### Instructions to follow
In the entries that follow, the line with "Target: black pants" opens the range and the line with "task | put a dot on the denim" closes it; repeat that range exactly, both lines included.

►

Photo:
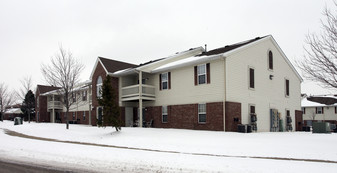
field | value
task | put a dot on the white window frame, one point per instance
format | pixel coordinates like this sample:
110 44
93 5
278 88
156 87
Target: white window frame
202 113
268 60
164 114
319 111
99 87
163 81
285 87
201 74
249 110
84 95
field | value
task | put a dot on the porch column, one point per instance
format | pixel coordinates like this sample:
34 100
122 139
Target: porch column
53 110
140 100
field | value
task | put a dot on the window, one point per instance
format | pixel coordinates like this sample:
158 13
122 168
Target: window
74 97
270 60
319 110
164 81
252 109
201 74
287 87
84 95
251 78
99 86
164 114
202 113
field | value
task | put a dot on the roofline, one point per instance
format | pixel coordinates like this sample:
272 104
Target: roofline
96 63
226 54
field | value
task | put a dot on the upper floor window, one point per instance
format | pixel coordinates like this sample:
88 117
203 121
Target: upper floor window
84 95
202 74
319 110
251 78
164 81
99 86
202 113
287 87
270 60
164 114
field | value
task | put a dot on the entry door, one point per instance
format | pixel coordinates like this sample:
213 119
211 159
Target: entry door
274 120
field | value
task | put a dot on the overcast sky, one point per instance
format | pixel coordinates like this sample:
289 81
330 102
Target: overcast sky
139 31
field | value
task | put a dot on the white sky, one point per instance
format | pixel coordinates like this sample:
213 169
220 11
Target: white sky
139 31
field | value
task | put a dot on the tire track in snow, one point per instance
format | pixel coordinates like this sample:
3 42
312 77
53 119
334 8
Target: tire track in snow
17 134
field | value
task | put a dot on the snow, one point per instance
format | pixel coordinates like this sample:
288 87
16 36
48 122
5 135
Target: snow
307 103
13 111
181 150
185 62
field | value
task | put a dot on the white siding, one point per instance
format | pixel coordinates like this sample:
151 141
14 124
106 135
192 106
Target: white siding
183 90
267 93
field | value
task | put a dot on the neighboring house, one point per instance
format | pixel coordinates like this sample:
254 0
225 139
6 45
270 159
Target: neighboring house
55 112
213 90
41 103
319 108
12 112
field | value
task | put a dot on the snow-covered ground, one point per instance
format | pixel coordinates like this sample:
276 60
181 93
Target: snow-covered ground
183 150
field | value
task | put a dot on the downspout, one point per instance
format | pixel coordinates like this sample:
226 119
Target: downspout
140 100
225 93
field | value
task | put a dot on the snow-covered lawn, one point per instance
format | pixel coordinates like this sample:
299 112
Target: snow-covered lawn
191 150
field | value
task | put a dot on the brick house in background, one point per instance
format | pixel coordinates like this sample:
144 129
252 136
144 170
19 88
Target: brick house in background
319 108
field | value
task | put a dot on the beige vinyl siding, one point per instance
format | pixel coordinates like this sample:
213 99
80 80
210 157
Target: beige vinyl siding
267 93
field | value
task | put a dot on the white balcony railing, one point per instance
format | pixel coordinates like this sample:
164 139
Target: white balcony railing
55 105
132 92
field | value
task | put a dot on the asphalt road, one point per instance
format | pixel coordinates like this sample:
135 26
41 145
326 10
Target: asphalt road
11 167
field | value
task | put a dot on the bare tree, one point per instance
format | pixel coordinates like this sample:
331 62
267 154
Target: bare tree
320 59
64 72
6 99
27 84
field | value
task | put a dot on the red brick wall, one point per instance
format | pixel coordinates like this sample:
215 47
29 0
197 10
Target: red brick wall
186 117
232 113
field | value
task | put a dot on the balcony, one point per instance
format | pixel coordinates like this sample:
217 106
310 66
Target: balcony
131 93
55 105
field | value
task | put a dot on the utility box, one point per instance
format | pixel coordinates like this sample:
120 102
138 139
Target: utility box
17 121
321 127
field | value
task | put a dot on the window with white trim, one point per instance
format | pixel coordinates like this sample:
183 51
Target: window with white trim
99 86
202 113
84 95
164 114
202 74
319 110
164 81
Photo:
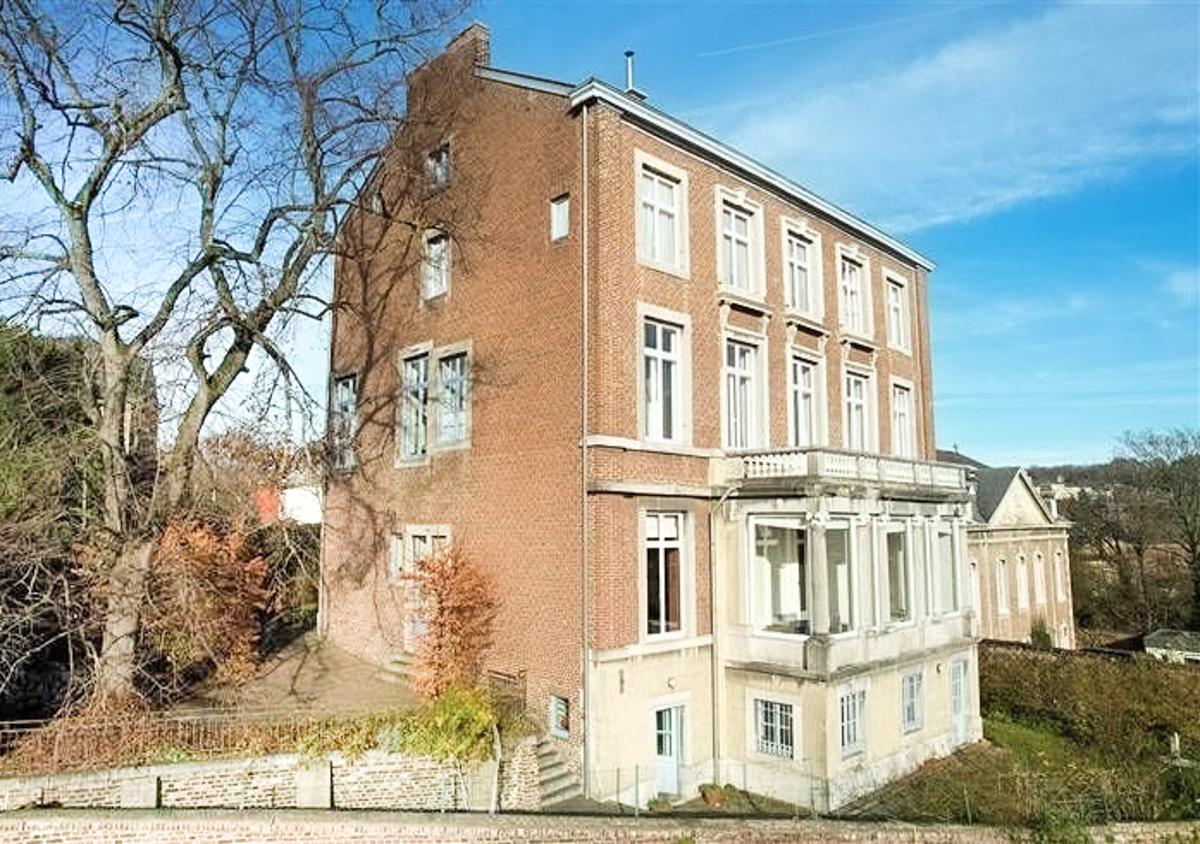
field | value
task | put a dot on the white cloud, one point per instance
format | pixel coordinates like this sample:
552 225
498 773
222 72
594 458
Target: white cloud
1077 95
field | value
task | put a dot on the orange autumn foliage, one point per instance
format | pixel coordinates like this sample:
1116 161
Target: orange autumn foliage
207 592
459 609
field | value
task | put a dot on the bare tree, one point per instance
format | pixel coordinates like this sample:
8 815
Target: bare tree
183 168
1169 468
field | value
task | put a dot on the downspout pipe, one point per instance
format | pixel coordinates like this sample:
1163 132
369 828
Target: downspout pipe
585 592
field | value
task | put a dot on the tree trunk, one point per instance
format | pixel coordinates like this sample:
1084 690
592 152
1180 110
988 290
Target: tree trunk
117 668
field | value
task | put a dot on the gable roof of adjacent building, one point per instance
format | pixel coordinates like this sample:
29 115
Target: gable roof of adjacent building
658 121
1186 641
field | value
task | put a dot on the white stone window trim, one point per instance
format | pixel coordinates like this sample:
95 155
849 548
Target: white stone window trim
426 268
1003 594
687 576
402 564
855 253
913 434
820 399
683 419
870 393
761 428
799 226
918 720
904 343
905 526
856 747
343 458
681 267
433 446
559 217
737 199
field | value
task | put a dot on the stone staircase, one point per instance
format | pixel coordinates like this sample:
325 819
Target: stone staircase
556 780
400 668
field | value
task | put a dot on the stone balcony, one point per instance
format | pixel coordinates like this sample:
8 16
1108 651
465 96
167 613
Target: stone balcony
792 467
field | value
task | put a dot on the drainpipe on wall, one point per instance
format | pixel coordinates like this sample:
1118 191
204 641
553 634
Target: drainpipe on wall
583 461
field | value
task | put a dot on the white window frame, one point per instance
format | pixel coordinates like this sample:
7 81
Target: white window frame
736 202
678 263
1060 582
341 442
687 586
899 321
561 216
904 530
438 166
1023 582
852 253
759 420
912 700
816 361
813 309
1039 579
904 436
783 723
408 408
1002 596
870 429
435 275
461 435
852 719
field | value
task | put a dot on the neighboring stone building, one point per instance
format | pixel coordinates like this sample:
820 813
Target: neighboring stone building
1020 562
682 409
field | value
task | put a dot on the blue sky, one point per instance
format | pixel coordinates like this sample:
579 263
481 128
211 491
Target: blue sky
1044 155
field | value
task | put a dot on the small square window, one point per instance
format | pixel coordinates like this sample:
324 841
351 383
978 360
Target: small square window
437 166
559 717
559 217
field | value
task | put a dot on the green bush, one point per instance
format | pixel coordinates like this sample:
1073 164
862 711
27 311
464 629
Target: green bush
459 725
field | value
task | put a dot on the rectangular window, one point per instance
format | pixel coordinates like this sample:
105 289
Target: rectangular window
453 387
1023 582
659 196
898 315
947 573
664 572
903 434
780 580
1039 579
737 250
840 580
857 419
559 217
805 383
911 701
436 265
559 717
660 379
798 256
852 706
413 414
437 166
900 608
741 394
343 421
774 728
852 295
1060 580
1002 586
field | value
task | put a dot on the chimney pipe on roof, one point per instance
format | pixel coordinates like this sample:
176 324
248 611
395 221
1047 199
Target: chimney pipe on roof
629 77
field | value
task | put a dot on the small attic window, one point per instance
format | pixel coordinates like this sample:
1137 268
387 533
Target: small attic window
437 166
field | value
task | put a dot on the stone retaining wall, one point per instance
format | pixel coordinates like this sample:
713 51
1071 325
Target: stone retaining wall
375 780
53 826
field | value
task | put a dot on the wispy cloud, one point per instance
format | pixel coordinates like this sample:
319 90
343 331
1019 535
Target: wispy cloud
1079 94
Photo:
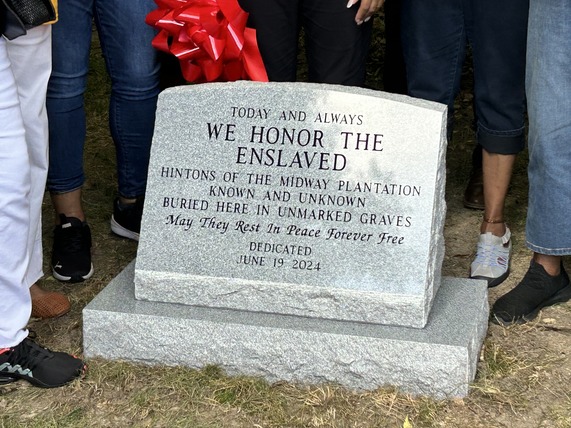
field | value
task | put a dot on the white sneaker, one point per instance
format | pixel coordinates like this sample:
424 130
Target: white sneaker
492 261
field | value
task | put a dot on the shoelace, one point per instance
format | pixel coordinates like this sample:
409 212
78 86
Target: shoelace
28 354
489 255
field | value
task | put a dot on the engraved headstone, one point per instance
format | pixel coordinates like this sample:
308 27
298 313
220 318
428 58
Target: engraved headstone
298 199
295 232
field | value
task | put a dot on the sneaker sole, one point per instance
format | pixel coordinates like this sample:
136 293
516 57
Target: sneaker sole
561 296
493 282
117 229
76 278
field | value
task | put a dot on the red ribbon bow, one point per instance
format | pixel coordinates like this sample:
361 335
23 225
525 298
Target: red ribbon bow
209 38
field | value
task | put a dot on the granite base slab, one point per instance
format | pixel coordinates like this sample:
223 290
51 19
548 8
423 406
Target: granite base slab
439 360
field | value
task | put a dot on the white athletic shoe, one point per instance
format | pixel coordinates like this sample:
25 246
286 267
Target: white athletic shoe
492 261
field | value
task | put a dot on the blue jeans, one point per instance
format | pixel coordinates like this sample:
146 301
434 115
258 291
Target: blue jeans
133 66
336 47
435 34
548 83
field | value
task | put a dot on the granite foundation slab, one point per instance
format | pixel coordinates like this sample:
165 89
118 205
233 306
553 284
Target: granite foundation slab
439 360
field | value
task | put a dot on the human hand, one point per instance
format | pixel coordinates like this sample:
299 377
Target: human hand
366 9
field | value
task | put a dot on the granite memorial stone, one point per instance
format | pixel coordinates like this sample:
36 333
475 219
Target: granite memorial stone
295 232
298 199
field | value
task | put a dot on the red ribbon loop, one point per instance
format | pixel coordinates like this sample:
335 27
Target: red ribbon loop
209 38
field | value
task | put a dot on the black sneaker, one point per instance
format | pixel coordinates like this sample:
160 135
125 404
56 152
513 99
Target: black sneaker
126 219
536 290
71 253
39 366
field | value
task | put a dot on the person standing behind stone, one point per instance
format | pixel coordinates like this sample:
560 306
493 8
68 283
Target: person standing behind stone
132 64
435 35
337 37
548 227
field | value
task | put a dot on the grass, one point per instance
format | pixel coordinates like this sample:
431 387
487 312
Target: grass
523 375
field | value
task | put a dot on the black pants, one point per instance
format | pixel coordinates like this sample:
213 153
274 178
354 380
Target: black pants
335 45
435 34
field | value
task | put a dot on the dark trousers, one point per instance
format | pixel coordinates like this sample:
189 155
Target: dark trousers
336 47
435 34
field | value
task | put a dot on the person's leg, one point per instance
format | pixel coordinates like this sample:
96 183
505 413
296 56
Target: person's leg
134 69
65 104
498 44
434 41
336 46
31 63
71 251
548 86
394 71
277 31
15 184
22 168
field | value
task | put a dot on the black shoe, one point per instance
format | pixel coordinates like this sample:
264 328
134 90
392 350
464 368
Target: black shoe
71 253
536 290
126 219
39 366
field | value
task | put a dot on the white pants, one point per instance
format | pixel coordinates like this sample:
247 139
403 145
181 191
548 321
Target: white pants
25 66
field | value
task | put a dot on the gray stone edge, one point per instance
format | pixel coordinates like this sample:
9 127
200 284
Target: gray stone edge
283 298
438 361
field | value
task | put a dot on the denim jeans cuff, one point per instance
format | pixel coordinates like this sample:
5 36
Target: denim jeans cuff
504 143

◄

### Reply to the task
Target: black pants
335 45
435 34
field | value
task | put a dot on the dark trousers, one point per instance
format | pixel coordinates like this sample:
189 155
Target: dark trousers
336 47
435 34
field | value
task | put a dot on the person's leg, one point per instance
format | pixel coordinates like this sample:
96 183
505 413
296 56
Target: person's leg
134 69
65 104
498 44
434 41
336 46
31 63
71 251
548 86
394 71
277 31
15 184
22 168
field | value
task | put a dot on the black shoe, one point per instance
format | pixel coordinates like this sample:
264 328
134 90
392 350
464 368
Target: black shoe
71 253
536 290
126 219
39 366
field | value
task | put a dot on the white pants, one point per instance
format | pixel coordinates like this sample:
247 139
403 145
181 191
548 321
Target: white pants
25 66
field | value
task | put a dot on the gray stone edge, one point per instance
format | pixel coordinates like this sample:
9 127
200 284
Target: gray stone edge
283 298
438 361
field | value
task | put a dot on the denim jeans cuff, one point per instance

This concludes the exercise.